| EXTRAIT À LIRE |
↓↓↓

La Communauté de paix compte plus de 1 000 membres, même si 150 de ceux-ci environ ont été tués par les forces de sécurité, les paramilitaires ou les FARC.

Vers une stratégie de résistance civile

Ce qui a commencé par la nécessité urgente de trouver des solutions concrètes pour les personnes déplacées s'est développé sous la forme d'un projet offrant une alternative au modèle actuel de société, qui comporte trois dimensions : Résister à la guerre et aux déplacements forcés, en établissant un mécanisme pour protéger les civils dans un contexte de fort conflit armé.

Établir une fondation durable garantissant la cohésion de la communauté, qui inclue l'élaboration d'alternatives économiques globales et respectueuses de l'environnement.

Construire la paix au niveau quotidien et personnel des relations non-violentes, ainsi qu'au niveau politique, en condamnant l'usage de la violence et en soutenant une solution politique négociée au conflit armé ; diffuser et répandre l'idée de zones de paix et proposer un accompagnement à d'autres communautés locales.

↑↑↑

| CONSIGNE |
Prolongez l'extrait sur la Communauté de paix et sa stratégie de résistance civile en reprenant après sa dernière phrase.

| ENREGISTREMENTS |
↓↓↓

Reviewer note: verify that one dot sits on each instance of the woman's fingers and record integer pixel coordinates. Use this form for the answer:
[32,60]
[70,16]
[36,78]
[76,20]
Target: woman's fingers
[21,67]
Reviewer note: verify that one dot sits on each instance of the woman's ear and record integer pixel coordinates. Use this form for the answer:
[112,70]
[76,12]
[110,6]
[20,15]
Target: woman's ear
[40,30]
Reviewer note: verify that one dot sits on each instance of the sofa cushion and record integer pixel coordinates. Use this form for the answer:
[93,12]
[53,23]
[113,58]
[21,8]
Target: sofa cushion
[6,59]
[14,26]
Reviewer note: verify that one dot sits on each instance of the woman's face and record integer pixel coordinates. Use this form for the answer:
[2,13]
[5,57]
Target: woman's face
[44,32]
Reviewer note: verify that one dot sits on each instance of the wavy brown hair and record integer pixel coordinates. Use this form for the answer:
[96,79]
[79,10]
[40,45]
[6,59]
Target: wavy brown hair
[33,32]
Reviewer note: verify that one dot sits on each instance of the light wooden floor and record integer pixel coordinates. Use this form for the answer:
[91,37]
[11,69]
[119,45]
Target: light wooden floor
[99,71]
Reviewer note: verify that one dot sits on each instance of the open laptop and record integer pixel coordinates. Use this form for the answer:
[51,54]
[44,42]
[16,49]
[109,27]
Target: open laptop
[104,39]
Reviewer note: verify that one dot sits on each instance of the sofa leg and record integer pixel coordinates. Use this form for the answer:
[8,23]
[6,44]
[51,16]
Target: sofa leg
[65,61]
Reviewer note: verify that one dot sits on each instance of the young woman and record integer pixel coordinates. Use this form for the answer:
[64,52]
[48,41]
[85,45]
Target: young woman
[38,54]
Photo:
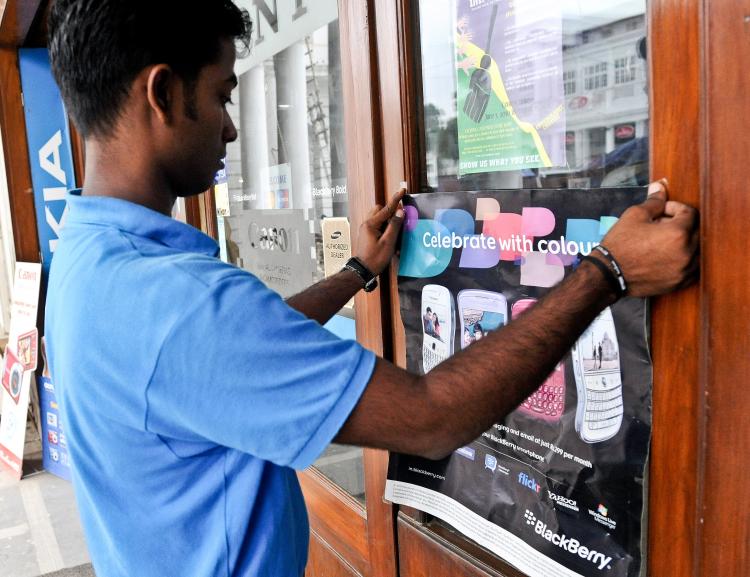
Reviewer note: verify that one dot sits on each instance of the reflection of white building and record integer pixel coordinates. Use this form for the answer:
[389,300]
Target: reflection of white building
[606,90]
[606,96]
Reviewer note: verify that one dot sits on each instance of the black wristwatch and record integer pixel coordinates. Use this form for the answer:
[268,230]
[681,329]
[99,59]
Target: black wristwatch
[369,279]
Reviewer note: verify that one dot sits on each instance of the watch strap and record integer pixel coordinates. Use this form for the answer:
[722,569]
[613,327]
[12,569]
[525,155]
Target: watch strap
[369,279]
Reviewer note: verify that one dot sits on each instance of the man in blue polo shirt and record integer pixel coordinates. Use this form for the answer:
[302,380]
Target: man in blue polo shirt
[187,417]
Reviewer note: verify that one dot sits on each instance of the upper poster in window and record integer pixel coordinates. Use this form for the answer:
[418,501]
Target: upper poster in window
[509,77]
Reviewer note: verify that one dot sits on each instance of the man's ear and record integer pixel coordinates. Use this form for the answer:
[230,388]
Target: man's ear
[160,90]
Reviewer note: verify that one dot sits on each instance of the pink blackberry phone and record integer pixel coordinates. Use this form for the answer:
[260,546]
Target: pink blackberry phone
[548,401]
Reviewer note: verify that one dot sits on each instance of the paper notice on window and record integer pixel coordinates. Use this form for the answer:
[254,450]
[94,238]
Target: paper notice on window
[337,246]
[509,77]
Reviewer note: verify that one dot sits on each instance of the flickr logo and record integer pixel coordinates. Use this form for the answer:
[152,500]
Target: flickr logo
[529,482]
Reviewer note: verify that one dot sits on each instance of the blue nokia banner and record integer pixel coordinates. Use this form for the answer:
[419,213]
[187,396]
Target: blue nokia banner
[50,154]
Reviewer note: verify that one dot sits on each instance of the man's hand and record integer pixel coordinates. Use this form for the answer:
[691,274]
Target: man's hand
[378,234]
[656,244]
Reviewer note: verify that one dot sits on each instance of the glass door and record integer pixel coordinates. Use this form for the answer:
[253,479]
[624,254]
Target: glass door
[288,205]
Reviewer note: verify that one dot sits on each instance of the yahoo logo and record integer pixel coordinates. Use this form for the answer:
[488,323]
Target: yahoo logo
[429,244]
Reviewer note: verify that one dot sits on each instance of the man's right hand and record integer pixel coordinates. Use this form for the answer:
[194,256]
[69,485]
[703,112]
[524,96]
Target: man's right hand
[656,244]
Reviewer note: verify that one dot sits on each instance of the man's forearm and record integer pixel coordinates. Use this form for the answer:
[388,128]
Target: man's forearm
[324,299]
[462,397]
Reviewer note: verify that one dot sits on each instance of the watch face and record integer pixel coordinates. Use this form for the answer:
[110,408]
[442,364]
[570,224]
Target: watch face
[16,374]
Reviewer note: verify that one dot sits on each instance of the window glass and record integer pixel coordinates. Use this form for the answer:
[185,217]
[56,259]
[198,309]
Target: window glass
[282,200]
[574,75]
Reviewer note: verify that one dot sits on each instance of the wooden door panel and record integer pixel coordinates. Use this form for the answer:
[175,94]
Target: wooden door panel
[674,471]
[324,561]
[725,508]
[424,553]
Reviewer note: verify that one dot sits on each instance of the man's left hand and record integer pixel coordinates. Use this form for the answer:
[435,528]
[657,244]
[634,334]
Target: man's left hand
[378,234]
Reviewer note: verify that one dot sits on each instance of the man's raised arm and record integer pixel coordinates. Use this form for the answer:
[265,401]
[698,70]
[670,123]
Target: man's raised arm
[656,246]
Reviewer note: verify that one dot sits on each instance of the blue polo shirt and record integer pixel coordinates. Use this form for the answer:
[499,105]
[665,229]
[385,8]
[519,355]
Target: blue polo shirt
[190,394]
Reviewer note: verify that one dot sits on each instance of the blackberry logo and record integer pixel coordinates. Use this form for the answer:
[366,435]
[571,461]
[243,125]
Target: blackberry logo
[572,546]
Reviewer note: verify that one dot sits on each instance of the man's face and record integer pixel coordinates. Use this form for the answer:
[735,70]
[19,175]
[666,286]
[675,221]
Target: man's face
[203,126]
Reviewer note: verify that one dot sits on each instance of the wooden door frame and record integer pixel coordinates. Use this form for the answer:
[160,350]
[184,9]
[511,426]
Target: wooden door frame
[363,536]
[698,524]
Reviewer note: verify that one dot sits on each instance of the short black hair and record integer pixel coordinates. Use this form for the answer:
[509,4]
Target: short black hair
[98,47]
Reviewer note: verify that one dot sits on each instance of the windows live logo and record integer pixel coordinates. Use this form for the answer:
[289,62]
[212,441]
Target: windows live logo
[529,482]
[572,546]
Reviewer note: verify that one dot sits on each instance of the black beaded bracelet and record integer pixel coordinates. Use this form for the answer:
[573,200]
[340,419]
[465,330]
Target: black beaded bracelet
[613,272]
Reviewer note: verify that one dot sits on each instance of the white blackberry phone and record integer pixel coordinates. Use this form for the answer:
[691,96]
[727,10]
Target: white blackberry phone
[438,321]
[596,366]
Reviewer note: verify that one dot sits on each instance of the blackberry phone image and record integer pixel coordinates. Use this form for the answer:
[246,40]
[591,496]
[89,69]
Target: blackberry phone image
[596,366]
[438,321]
[548,401]
[481,312]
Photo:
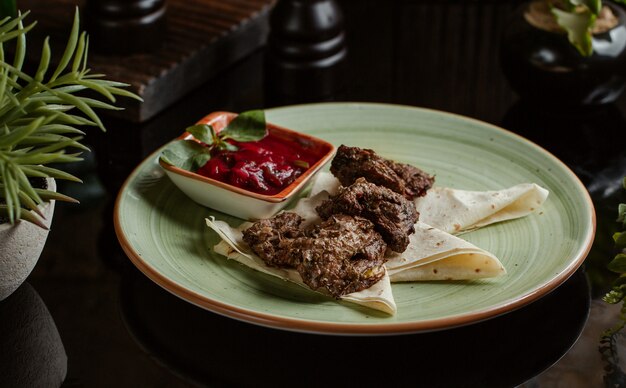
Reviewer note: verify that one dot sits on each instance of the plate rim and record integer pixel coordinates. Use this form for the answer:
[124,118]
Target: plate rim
[339,328]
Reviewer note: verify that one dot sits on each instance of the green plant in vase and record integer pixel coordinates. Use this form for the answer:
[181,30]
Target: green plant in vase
[614,375]
[579,19]
[41,116]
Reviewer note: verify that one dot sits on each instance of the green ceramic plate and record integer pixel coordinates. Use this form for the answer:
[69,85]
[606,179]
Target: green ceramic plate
[165,236]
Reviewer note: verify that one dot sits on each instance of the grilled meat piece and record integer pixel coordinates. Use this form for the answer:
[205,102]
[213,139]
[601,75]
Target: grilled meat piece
[343,254]
[393,215]
[351,163]
[270,238]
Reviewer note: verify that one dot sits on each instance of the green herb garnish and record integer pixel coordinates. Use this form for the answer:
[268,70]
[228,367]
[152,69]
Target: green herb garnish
[190,155]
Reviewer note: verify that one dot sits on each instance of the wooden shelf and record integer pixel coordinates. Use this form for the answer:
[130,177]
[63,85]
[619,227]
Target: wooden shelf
[203,37]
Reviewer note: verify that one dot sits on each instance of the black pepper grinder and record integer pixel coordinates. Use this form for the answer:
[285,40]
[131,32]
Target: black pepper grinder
[305,51]
[123,27]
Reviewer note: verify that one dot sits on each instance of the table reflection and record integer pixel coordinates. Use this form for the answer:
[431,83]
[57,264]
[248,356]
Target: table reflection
[209,349]
[32,350]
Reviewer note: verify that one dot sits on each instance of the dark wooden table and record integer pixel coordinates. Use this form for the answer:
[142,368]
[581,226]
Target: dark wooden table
[116,327]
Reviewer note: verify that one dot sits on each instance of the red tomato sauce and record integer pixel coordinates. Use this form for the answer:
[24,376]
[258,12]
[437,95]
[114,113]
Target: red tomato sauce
[266,166]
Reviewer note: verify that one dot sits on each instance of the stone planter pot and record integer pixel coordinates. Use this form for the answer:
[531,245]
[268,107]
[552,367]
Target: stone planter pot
[544,67]
[20,247]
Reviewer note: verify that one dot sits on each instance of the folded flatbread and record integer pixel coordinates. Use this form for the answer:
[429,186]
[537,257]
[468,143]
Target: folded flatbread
[432,254]
[378,297]
[456,211]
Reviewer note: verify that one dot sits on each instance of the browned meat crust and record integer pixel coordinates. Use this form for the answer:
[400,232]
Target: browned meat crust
[270,238]
[342,255]
[393,215]
[351,163]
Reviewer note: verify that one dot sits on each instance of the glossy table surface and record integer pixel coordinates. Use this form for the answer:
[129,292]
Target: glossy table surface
[86,313]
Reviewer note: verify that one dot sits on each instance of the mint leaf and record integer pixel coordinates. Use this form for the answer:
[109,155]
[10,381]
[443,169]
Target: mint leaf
[203,132]
[247,126]
[184,154]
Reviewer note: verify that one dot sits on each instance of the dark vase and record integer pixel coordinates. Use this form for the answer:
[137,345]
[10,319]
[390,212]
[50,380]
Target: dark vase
[544,67]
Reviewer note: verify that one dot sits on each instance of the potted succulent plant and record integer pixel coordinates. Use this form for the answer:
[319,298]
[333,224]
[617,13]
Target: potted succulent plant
[40,120]
[566,52]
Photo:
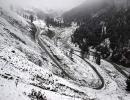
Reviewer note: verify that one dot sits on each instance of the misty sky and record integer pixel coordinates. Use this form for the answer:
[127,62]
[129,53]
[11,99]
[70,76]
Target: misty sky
[50,4]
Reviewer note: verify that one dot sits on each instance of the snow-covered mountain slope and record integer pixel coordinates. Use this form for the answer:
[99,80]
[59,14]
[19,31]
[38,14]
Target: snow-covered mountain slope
[30,72]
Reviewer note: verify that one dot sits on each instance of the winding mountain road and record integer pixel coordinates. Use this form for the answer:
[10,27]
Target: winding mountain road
[44,47]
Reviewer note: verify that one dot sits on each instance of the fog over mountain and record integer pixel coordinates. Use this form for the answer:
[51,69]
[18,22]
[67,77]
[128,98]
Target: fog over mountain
[46,4]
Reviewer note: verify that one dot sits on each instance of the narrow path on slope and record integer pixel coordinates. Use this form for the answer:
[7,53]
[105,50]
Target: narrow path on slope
[96,71]
[118,68]
[41,43]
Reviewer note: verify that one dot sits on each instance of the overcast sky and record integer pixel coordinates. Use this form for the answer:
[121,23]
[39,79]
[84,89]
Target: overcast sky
[50,4]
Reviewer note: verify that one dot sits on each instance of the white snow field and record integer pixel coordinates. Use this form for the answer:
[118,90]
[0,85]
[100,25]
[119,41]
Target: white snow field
[25,66]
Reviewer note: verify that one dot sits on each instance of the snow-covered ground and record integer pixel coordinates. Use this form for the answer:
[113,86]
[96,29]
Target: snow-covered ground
[26,67]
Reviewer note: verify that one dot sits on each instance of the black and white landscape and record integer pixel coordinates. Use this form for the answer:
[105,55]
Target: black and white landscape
[65,50]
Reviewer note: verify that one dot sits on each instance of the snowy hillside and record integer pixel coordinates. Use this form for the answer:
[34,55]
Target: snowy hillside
[41,70]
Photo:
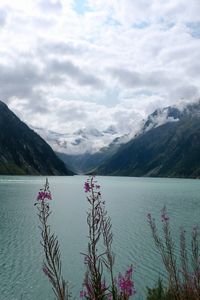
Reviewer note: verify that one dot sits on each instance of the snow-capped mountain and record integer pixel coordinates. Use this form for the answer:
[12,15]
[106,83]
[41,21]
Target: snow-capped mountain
[89,140]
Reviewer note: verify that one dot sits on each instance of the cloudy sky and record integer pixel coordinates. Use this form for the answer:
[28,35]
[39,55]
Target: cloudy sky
[70,64]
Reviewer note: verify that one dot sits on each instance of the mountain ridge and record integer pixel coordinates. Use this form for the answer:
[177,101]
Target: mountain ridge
[23,151]
[169,150]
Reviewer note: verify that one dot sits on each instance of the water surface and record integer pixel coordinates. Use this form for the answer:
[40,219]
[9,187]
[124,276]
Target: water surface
[128,201]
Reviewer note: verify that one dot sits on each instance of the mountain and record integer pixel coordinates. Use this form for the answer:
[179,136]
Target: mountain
[82,141]
[84,149]
[86,162]
[22,151]
[168,145]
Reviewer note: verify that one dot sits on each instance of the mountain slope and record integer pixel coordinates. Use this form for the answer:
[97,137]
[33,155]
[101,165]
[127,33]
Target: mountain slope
[169,150]
[22,151]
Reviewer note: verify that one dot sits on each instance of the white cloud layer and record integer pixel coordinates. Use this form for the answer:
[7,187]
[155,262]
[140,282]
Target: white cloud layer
[66,65]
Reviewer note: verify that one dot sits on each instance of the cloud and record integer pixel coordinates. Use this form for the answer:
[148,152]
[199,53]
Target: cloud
[50,6]
[107,62]
[67,68]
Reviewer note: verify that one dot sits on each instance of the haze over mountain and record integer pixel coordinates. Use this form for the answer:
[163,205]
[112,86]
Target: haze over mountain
[165,149]
[22,151]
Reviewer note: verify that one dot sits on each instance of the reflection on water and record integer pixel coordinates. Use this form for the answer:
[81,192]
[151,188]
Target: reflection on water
[128,201]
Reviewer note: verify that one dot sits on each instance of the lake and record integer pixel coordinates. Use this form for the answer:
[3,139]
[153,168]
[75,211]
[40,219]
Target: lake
[128,200]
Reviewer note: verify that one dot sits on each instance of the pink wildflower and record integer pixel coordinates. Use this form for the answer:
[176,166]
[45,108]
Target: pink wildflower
[82,294]
[164,217]
[44,196]
[126,284]
[87,187]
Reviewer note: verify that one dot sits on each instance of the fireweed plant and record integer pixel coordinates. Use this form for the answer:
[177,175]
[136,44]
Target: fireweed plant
[52,262]
[97,263]
[184,269]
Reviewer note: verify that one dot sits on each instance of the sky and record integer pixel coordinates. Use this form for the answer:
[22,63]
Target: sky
[71,64]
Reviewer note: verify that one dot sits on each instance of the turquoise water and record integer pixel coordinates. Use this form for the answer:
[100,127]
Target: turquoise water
[128,201]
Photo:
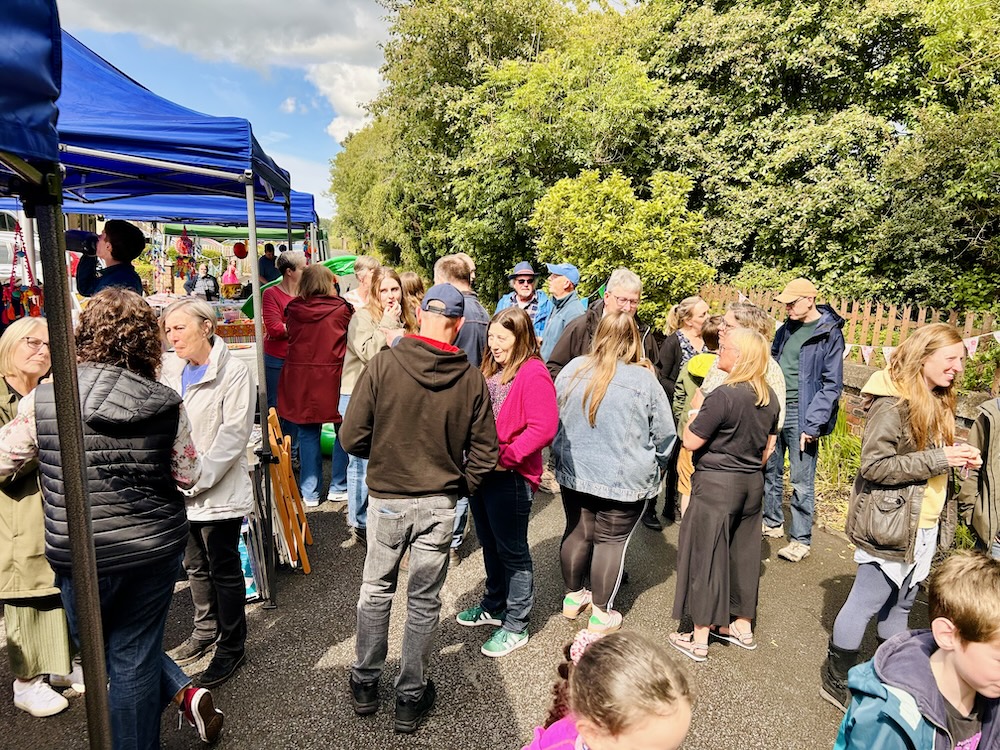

↑↑↑

| RÉPONSE |
Stratégie économique

Une zone de guerre n'a pas un accès normal aux biens essentiels. De ce fait, la communauté doit faire pousser sa propre nourriture ; elle coopère avec des groupes de « commerce équitable » pour échanger de la coca et des petites bananes (« baby »). De plus, elle a organisé des rencontres et des cours (sous les noms d'Université paysanne ou d'Université de la résistance) pour partager l'information sur des formes écologiques d'agriculture.

Stratégie politique

L'apparition de la Communauté de paix a représenté un défi pour celles/ceux qui cherchent à exercer leur domination sur un territoire, en premier lieu les acteurs armés de l'État, les paramilitaires et les guérillas. Pour survivre, la communauté doit tisser des liens qui, d'un côté, réduisent la pression pesant sur elle et, de l'autre, renforcent sa capacité à rebondir grâce à des relations aux niveaux local, national et international.

Cohésion de la communauté

La déclaration fondatrice de la Communauté de paix énonce des principes de démilitarisation et de neutralité qui représentent le dénominateur commun du groupe. Le fait d'avoir signé cette déclaration est une force unificatrice pour le collectif.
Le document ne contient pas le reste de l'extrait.